_CONSIGNES DE L'EXERCICE_.
a) Comptez les lignes des enregistrements où figure la chaîne « query ». Indiquez uniquement ce nombre.
b) Prolongez l'extrait sur l'aïeul de Rousseau en reprenant à partir de l'endroit où il s'arrête.

Voilà un grand-père qui donne à penser : Que sera le petit-fils? Les ombres de nos ancêtres, invisibles et présentes à notre naissance, sont les véritables fées qui s’assemblent autour des berceaux, et qui nous jettent des dons heureux ou funestes, présages de nos destinées. Jean-Jacques Rousseau, qui est né trente ans après la mort de Jacques Bernard, et qui n’a jamais entendu parler de lui, a sans doute hérité, de cet aïeul peu vénérable, une de ses préoccupations les plus constantes, celle qui lui faisait dire aux derniers temps de sa jeunesse, dans les belles allées du parc de Chenonceaux :


Une langueur enchanteresse
Me poursuit jusqu’en ce séjour.
J’y veux moraliser sans cesse,
Et toujours j’y songe à l’amour.
Pourquoi de ces penchans aimables
Le ciel nous fait-il un tourment?

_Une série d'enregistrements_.
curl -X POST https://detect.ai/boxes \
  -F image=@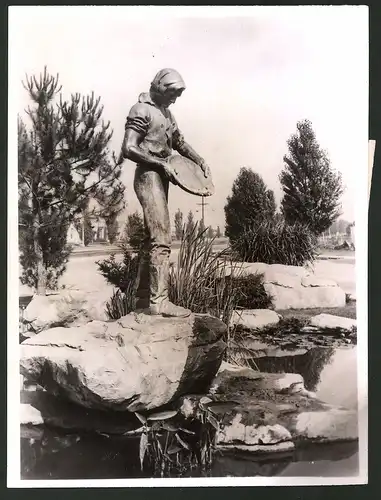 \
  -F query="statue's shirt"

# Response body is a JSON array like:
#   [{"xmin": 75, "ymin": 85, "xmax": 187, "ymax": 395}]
[{"xmin": 126, "ymin": 93, "xmax": 184, "ymax": 158}]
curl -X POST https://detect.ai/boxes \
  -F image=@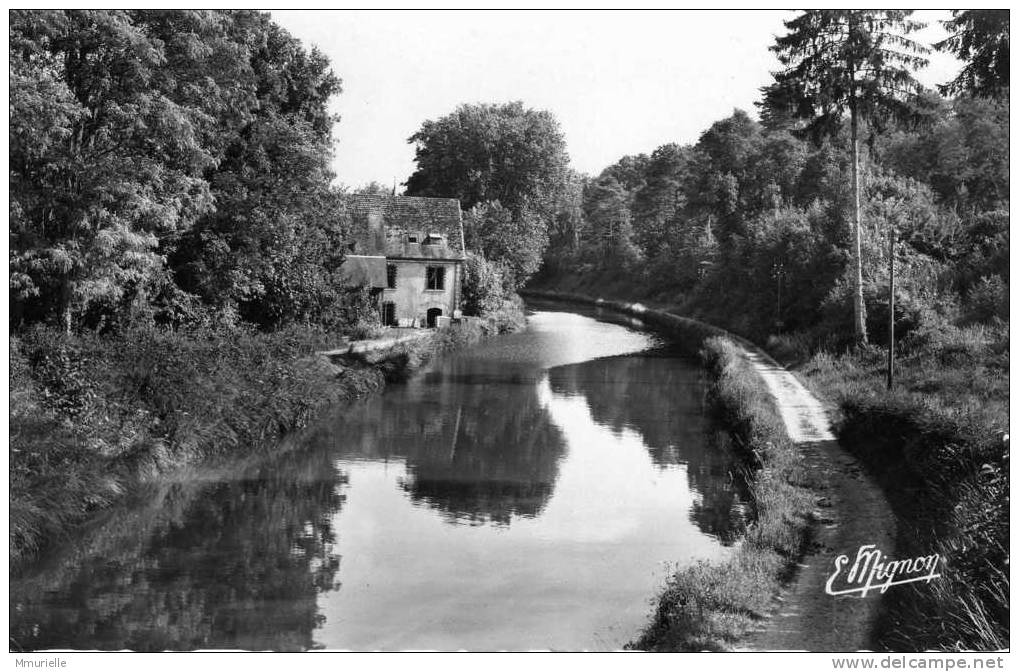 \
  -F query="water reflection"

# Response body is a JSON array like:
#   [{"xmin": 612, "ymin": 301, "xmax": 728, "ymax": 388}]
[
  {"xmin": 10, "ymin": 305, "xmax": 745, "ymax": 651},
  {"xmin": 10, "ymin": 442, "xmax": 343, "ymax": 651},
  {"xmin": 316, "ymin": 359, "xmax": 565, "ymax": 525},
  {"xmin": 549, "ymin": 347, "xmax": 749, "ymax": 542}
]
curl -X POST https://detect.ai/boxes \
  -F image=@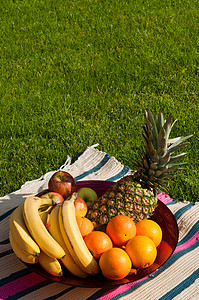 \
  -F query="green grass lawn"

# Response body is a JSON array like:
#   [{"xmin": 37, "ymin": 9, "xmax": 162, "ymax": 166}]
[{"xmin": 0, "ymin": 0, "xmax": 199, "ymax": 202}]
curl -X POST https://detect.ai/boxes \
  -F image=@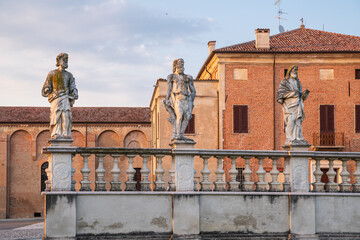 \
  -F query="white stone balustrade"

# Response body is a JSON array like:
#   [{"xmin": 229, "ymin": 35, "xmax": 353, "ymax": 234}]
[{"xmin": 44, "ymin": 146, "xmax": 360, "ymax": 192}]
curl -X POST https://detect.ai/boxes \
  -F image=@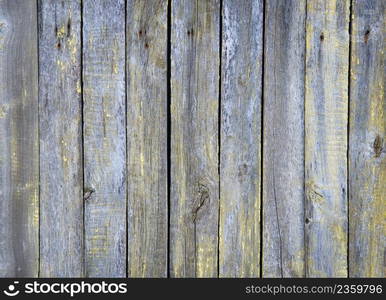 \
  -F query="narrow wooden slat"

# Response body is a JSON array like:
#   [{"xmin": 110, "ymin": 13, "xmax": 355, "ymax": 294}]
[
  {"xmin": 262, "ymin": 0, "xmax": 306, "ymax": 277},
  {"xmin": 219, "ymin": 0, "xmax": 263, "ymax": 277},
  {"xmin": 349, "ymin": 0, "xmax": 386, "ymax": 277},
  {"xmin": 0, "ymin": 0, "xmax": 39, "ymax": 277},
  {"xmin": 39, "ymin": 0, "xmax": 84, "ymax": 277},
  {"xmin": 126, "ymin": 0, "xmax": 168, "ymax": 277},
  {"xmin": 83, "ymin": 0, "xmax": 126, "ymax": 277},
  {"xmin": 170, "ymin": 0, "xmax": 220, "ymax": 277},
  {"xmin": 305, "ymin": 0, "xmax": 350, "ymax": 277}
]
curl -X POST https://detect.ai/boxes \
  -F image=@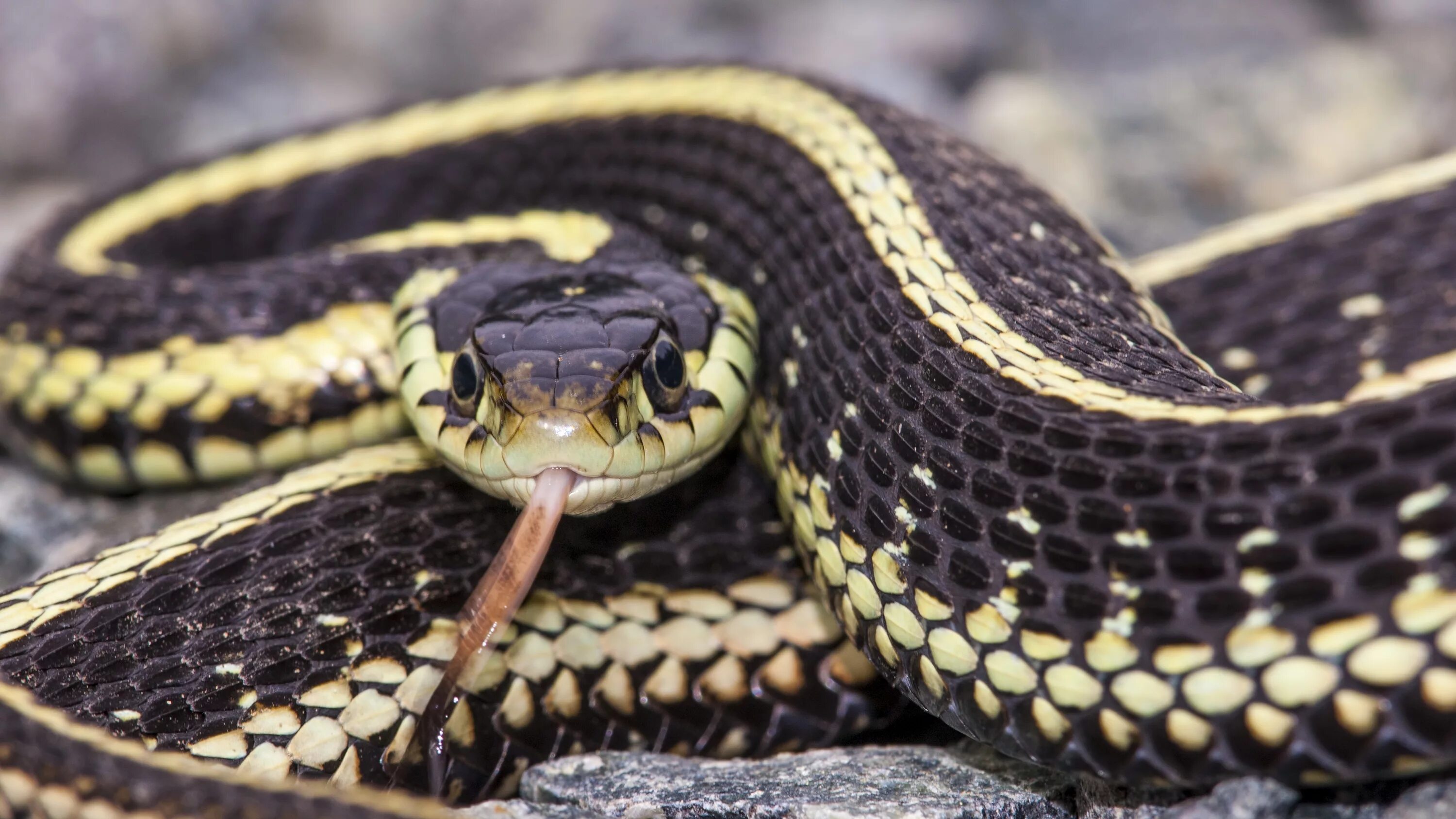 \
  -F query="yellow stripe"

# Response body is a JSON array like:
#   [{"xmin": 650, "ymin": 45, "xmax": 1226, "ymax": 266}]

_RÉPONSES RÉDIGÉES_.
a) 6

b)
Mais ce n’était chez le grand-père qu’une naïve et persévérante nudité de conduite, qui faisait de lui un « fornicateur » du même acabit que ce Robert Covelle dont Voltaire s’est amusé cent ans plus tard; tandis que chez le petit-fils, ce trait de caractère s’est combiné avec une nature timide et rêveuse, avec une carrière vagabonde, illuminée à la fin par la gloire : l’auteur des Confessions ne nous a rien caché de ce qui est sorti de là.

Tout n’était pas mauvais d’ailleurs. Dieu merci, dans l’héritage moral que Jean-Jacques tenait de la famille Bernard. Son bisaïeul, le sage négociant Samuel, avait pu lui transmettre les vertus d’un bon commis, celles qu’il montra par exemple en s’acquittant bien du travail de bureau dont il fut chargé en 1743 par l’ambassadeur de France à Venise.

Le pasteur Samuel Bernard, après la mort du pauvre Jacques son frère, se fit un plaisir de donner des leçons à sa nièce Suzanne; et la mère de Rousseau, grâce à lui, fut une personne d’une éducation distinguée. « Elle dessinait, dit Rousseau (dans un passage que quelques éditions des Confessions ont laissé de côté), elle chantait, elle s’accompagnait du théorbe ; elle avait de la lecture et faisait des vers. »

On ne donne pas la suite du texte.